Problem> Copy out exactly each line from the line with "the silver sedan" through the last line of the material below.

Data>
◆ ◆ ◆ ◆ ◆ ◆ ◆

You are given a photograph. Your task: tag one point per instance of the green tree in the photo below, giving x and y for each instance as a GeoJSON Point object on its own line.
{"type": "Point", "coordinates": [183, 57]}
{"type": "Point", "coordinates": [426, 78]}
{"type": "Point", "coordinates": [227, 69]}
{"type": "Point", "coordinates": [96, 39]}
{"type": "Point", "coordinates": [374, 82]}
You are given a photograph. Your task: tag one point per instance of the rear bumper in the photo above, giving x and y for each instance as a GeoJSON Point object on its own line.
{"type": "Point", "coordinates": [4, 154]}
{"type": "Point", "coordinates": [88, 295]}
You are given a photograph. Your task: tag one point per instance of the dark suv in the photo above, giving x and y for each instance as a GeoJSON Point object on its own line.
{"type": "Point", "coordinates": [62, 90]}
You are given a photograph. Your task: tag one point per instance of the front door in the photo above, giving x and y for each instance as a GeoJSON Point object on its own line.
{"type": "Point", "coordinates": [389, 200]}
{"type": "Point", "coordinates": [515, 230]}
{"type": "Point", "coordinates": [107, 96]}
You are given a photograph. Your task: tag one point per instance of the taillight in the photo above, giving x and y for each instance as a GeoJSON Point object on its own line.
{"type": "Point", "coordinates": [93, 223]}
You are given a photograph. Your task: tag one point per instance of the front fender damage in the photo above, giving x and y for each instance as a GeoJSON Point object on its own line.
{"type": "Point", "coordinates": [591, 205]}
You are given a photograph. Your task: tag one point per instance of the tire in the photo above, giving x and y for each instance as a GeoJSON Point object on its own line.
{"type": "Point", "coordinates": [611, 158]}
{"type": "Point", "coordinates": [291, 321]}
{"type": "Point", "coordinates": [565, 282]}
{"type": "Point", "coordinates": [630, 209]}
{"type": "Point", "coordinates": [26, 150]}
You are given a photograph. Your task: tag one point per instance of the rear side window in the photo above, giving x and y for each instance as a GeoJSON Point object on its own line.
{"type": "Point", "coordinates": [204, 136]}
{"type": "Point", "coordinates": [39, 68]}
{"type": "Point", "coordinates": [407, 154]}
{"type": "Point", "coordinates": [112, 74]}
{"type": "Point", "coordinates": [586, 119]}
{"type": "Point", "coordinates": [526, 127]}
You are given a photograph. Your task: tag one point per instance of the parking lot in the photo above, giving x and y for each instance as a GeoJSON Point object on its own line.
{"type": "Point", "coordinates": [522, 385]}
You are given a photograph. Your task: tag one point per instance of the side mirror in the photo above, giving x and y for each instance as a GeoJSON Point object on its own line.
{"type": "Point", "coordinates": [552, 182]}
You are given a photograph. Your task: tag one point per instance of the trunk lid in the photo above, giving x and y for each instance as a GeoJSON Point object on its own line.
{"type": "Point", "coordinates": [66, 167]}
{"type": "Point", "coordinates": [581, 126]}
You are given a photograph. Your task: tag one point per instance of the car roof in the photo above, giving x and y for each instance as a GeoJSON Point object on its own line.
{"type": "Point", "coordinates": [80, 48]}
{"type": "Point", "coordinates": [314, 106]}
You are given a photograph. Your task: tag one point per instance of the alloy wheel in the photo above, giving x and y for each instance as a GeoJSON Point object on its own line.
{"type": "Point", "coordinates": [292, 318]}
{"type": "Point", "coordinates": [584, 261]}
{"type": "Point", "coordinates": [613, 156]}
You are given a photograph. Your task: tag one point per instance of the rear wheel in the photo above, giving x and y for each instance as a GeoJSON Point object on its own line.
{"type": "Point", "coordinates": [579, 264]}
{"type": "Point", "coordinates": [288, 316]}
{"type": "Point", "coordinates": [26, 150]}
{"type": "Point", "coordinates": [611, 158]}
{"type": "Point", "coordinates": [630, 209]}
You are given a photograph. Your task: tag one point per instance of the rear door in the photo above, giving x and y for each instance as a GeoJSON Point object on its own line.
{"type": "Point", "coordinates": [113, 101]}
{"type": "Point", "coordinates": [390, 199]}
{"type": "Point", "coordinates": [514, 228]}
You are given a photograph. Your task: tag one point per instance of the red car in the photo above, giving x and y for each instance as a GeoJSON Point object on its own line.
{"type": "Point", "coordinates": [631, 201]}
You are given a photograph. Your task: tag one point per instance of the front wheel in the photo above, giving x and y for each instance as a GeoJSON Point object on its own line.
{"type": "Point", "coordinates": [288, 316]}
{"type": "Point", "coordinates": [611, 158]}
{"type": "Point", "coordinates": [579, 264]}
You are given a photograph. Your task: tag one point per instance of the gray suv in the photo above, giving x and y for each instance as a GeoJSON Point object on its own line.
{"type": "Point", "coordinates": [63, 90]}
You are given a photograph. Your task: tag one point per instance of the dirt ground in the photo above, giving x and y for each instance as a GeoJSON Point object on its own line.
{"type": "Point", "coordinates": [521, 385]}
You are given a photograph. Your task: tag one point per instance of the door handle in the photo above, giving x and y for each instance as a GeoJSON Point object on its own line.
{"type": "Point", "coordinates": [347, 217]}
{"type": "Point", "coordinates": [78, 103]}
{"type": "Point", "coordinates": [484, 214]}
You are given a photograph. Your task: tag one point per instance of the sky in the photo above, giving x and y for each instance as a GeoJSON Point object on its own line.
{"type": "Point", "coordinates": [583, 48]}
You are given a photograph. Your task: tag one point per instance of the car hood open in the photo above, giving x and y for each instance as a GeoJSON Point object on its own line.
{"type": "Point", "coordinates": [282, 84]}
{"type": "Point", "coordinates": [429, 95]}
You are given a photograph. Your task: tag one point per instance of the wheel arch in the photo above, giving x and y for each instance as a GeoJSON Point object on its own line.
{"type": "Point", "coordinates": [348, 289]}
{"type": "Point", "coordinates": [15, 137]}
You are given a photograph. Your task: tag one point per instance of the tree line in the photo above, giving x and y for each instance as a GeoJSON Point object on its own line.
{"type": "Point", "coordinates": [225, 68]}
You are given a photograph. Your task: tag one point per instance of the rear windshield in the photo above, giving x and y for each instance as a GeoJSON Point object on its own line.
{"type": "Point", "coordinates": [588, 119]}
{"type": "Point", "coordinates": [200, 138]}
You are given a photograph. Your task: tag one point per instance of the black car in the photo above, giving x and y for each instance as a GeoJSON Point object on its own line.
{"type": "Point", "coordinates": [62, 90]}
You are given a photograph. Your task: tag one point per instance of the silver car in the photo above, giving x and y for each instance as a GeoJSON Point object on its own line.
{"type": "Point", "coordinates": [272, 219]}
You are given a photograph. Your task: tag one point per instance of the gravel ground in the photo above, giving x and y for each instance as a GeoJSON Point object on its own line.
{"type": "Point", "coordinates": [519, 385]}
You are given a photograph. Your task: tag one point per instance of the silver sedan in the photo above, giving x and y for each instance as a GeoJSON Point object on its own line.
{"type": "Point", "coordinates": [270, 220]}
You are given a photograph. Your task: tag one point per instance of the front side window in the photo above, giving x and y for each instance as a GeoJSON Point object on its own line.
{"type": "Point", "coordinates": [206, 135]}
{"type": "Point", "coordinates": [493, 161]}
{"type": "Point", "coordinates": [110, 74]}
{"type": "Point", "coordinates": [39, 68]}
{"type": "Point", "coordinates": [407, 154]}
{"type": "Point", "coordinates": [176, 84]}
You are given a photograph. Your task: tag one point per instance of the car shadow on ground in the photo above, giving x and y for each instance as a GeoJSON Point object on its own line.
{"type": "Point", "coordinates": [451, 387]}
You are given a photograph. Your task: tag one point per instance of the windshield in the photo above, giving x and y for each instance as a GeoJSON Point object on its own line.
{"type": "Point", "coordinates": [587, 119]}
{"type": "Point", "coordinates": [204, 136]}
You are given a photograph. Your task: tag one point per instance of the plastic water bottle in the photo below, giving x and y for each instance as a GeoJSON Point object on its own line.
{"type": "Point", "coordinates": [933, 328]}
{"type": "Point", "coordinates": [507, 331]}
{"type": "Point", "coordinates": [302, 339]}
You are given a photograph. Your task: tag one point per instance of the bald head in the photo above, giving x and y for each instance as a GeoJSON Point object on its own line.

◆ ◆ ◆ ◆ ◆ ◆ ◆

Solution to this problem>
You are given a photograph. Your task: tag one point per instance of the silver sedan in the photo above, giving x and y for each instance as a GeoJSON Point object on its own line.
{"type": "Point", "coordinates": [270, 220]}
You are given a photograph. Your task: tag one point per instance of the front side window in the photo above, giving x and y for each instance as a GeoJSON Point object on its own line.
{"type": "Point", "coordinates": [206, 135]}
{"type": "Point", "coordinates": [493, 161]}
{"type": "Point", "coordinates": [110, 74]}
{"type": "Point", "coordinates": [39, 68]}
{"type": "Point", "coordinates": [407, 154]}
{"type": "Point", "coordinates": [176, 84]}
You are given a photograph. Your task: tag one point per instance of the car shadow on ground in the photo above, giving x and y for each instance as a GeoJSON Point object on its own line.
{"type": "Point", "coordinates": [451, 387]}
You are given a photograph. Your task: tag one point per instance of the windshield in the photo above, giving x and y for each instance as a GeoJSON Point object on its own line.
{"type": "Point", "coordinates": [587, 119]}
{"type": "Point", "coordinates": [204, 136]}
You are given a photograph. Your task: tag one point per instance of the plastic water bottle in the photo below, giving x and y for each instance as a GeoJSON Point object on its own line.
{"type": "Point", "coordinates": [933, 328]}
{"type": "Point", "coordinates": [507, 331]}
{"type": "Point", "coordinates": [302, 339]}
You are given a photograph. Your task: tag one point per instance of the bald head in the photo above, giving x and y for each instance as a GeoJSON Point object on its own line.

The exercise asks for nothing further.